[Brief]:
Lines before the one containing "Where can you find the metal pole" are excluded; print that line and every line after it through the end of the material below, exactly.

********

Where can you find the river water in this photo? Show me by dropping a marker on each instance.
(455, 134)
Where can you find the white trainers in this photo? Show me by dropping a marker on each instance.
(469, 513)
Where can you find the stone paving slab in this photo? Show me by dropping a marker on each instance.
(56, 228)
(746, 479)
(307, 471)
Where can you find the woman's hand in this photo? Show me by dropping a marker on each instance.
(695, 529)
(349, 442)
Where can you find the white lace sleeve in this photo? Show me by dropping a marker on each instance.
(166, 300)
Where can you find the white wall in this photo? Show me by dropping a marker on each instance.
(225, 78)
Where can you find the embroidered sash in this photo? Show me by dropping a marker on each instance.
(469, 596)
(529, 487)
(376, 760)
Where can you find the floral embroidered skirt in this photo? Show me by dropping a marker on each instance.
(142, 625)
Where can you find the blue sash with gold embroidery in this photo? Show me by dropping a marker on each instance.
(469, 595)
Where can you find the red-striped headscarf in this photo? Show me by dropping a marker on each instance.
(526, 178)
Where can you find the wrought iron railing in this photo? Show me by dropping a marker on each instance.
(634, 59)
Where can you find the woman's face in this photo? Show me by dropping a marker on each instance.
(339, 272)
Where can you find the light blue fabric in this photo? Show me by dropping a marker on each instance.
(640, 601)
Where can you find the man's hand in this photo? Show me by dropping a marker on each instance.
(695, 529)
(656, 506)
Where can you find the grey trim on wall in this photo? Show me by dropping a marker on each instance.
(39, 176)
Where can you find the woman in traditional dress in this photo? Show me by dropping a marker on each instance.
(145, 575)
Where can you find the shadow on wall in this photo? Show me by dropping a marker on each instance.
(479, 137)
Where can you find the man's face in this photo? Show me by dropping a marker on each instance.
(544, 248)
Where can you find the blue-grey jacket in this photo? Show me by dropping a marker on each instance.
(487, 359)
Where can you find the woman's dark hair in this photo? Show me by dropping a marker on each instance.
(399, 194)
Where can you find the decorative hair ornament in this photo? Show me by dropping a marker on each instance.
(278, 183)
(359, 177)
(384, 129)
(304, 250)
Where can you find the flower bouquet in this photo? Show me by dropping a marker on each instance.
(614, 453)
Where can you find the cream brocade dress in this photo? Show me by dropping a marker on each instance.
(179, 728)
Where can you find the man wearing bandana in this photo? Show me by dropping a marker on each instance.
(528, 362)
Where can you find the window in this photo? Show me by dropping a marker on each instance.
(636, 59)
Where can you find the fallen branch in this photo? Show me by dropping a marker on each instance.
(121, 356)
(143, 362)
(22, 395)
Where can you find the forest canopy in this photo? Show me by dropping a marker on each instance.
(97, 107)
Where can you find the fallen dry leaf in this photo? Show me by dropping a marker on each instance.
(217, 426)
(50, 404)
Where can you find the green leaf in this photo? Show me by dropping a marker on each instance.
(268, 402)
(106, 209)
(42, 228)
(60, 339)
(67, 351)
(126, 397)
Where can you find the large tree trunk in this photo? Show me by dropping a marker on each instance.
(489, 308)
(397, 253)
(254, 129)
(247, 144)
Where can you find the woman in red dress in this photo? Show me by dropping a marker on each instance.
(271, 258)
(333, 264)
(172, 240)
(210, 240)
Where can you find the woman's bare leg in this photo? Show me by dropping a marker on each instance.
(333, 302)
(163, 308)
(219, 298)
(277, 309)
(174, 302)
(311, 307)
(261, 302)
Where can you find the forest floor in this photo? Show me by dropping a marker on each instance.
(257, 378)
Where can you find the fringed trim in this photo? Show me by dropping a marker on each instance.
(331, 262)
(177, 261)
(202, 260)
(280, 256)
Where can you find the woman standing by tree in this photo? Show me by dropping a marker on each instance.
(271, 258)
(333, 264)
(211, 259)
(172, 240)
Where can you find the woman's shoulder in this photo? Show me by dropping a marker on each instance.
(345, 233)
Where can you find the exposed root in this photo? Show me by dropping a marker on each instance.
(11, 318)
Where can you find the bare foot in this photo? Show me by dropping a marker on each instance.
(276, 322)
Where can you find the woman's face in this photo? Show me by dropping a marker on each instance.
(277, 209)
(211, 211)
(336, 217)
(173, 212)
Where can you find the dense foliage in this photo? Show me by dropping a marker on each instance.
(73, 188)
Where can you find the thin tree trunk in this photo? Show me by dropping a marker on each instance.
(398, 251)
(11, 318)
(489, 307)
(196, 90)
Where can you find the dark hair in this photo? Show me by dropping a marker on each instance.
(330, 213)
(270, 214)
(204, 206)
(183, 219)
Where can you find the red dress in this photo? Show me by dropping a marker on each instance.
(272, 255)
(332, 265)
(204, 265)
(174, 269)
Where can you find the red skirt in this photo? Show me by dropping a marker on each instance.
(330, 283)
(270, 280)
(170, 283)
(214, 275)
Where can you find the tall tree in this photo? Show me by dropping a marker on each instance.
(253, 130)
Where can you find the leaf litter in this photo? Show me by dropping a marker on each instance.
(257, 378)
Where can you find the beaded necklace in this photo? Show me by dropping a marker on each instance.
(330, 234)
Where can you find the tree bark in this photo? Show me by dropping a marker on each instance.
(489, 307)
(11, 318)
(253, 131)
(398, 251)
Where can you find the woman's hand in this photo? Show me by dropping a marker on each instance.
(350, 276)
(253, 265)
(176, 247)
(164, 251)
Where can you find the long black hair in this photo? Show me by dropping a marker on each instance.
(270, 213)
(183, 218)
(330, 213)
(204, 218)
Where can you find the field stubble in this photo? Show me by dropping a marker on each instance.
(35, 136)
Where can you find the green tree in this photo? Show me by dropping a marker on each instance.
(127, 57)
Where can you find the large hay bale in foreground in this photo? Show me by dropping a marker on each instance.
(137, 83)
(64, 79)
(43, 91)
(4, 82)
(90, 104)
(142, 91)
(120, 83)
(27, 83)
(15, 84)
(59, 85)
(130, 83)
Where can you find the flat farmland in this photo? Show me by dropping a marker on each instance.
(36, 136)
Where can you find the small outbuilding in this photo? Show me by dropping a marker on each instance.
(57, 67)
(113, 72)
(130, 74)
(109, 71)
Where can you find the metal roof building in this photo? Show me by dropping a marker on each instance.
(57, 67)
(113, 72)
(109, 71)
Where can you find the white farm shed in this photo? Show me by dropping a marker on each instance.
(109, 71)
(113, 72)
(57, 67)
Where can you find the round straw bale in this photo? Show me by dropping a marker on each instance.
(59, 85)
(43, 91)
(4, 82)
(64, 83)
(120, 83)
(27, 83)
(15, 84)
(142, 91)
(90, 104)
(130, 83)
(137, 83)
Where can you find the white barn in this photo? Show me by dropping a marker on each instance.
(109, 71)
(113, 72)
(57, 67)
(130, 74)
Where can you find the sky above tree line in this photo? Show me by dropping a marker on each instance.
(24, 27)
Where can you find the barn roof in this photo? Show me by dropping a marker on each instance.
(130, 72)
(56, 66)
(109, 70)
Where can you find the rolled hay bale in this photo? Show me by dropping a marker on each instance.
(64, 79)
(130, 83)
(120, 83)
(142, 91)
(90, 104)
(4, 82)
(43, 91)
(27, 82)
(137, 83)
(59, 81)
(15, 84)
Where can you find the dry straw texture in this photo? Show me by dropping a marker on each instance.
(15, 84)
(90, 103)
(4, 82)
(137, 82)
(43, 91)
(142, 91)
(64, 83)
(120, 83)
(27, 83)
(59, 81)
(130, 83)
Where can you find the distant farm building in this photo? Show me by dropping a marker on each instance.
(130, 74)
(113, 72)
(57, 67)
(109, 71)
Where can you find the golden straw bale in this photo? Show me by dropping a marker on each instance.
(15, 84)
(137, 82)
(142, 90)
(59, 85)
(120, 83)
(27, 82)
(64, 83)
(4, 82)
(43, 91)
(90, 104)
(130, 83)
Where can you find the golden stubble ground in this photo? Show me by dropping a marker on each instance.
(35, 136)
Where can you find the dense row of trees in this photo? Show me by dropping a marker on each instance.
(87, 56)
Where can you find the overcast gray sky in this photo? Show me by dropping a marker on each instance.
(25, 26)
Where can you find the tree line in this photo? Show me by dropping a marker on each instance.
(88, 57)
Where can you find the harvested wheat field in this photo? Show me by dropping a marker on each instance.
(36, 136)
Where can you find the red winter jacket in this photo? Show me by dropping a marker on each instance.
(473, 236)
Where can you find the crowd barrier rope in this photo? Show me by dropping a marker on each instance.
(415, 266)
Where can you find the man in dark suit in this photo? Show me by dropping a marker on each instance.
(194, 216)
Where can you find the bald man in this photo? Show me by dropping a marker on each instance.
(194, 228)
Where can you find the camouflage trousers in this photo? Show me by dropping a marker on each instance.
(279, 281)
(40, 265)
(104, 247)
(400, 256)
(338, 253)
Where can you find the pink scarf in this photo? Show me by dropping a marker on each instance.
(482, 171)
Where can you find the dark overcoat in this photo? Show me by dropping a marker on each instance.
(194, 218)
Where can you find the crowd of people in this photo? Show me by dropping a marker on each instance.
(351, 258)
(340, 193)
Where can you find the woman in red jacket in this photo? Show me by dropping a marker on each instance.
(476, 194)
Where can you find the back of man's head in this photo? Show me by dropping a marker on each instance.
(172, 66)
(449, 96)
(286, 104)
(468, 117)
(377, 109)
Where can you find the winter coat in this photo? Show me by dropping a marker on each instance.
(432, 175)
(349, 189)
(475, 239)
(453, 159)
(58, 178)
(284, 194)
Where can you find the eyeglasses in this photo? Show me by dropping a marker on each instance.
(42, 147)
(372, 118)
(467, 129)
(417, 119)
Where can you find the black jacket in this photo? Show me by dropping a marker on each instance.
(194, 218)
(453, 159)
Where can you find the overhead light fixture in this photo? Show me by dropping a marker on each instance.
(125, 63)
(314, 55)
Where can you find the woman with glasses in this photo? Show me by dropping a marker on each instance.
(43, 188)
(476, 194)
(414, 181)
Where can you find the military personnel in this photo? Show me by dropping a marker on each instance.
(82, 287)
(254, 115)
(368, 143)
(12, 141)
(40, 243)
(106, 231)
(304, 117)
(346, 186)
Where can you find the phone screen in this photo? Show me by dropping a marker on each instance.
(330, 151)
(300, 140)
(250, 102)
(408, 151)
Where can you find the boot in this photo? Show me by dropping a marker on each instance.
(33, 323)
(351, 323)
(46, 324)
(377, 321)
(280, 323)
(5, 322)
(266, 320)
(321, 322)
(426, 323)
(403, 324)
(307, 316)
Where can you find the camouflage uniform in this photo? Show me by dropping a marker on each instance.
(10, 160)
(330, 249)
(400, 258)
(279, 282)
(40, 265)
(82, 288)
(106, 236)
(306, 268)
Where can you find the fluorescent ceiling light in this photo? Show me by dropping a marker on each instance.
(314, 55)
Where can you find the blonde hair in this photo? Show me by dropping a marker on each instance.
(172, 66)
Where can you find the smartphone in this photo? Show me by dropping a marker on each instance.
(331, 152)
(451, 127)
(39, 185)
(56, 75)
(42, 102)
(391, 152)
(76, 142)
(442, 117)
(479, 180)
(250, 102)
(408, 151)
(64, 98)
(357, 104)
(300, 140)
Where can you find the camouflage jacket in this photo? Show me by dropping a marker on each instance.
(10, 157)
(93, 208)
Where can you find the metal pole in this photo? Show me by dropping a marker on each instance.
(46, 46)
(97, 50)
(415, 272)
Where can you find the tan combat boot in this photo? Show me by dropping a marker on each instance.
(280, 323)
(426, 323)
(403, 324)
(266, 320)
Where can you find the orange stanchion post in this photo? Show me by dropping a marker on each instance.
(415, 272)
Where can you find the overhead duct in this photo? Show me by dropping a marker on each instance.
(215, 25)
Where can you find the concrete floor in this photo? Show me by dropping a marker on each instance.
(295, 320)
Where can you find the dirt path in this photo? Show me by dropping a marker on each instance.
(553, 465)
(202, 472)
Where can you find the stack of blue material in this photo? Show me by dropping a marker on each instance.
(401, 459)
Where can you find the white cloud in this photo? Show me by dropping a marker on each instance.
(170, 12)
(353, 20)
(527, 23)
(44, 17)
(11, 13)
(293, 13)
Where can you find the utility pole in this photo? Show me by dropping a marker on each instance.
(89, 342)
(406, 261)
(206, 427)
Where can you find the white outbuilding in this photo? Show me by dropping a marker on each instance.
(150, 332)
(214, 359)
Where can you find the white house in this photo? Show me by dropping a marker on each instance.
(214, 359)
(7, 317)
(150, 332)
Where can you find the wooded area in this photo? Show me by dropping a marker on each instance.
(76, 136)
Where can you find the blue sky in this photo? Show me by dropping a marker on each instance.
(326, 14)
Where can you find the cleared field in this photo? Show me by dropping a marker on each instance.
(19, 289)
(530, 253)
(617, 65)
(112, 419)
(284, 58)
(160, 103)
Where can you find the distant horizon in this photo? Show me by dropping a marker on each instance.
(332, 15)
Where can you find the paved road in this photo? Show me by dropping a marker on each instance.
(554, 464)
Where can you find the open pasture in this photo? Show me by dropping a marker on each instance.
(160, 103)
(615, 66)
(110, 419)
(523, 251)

********

[Solved exercise]:
Where can you find the metal pole in this photo? Show me by dropping a marker on each instance.
(46, 46)
(97, 50)
(415, 272)
Where can you find the tan combat boot in this photo? Show me by dropping a marker on each instance.
(280, 323)
(426, 323)
(403, 324)
(266, 320)
Where can you find the orange stanchion post in this photo? Show me by dropping a marker on each instance.
(415, 272)
Where can you find the overhead duct in this photo? Show me by dropping a marker on each instance.
(215, 25)
Where can you find the concrete floor in this photo? Show me by dropping a marker on each instance.
(295, 320)
Where can you find the dirt path in this photo? Show me by dropping a marker on each instance.
(553, 465)
(202, 472)
Where can you find the stack of blue material in this photo? Show me by dropping a marker on each instance.
(401, 459)
Where can you find the white cloud in this photo? Show me by dropping a marker on each instance.
(170, 12)
(353, 20)
(527, 23)
(44, 17)
(11, 13)
(293, 13)
Where can you find the utility pole in this photo? Show me by dropping a marker on each instance.
(89, 342)
(406, 261)
(206, 427)
Where can you find the white outbuilding in this photo? Show me by dropping a marker on each instance.
(150, 332)
(214, 359)
Where can you find the white house in this photo? Show me by dropping a marker on each instance.
(214, 359)
(7, 317)
(150, 332)
Where can you find the wooded area in this photo? Show me by dropping a marker on each instance.
(76, 136)
Where can you find the blue sky in this photo? Show me by dropping a marker on each instance.
(326, 14)
Where can you find the cleared field in this photo? Show me by dropping a marker on each instance.
(19, 289)
(530, 253)
(617, 65)
(112, 419)
(284, 58)
(160, 103)
Where can you find the distant horizon in this photo? Show me by dropping a marker on each instance.
(332, 15)
Where can you find the paved road in this photo? Show me by dropping a marker on each instance.
(554, 464)
Where can you find the open pasture in this photo? Show me by dropping a marker on each instance.
(160, 103)
(615, 66)
(110, 419)
(523, 251)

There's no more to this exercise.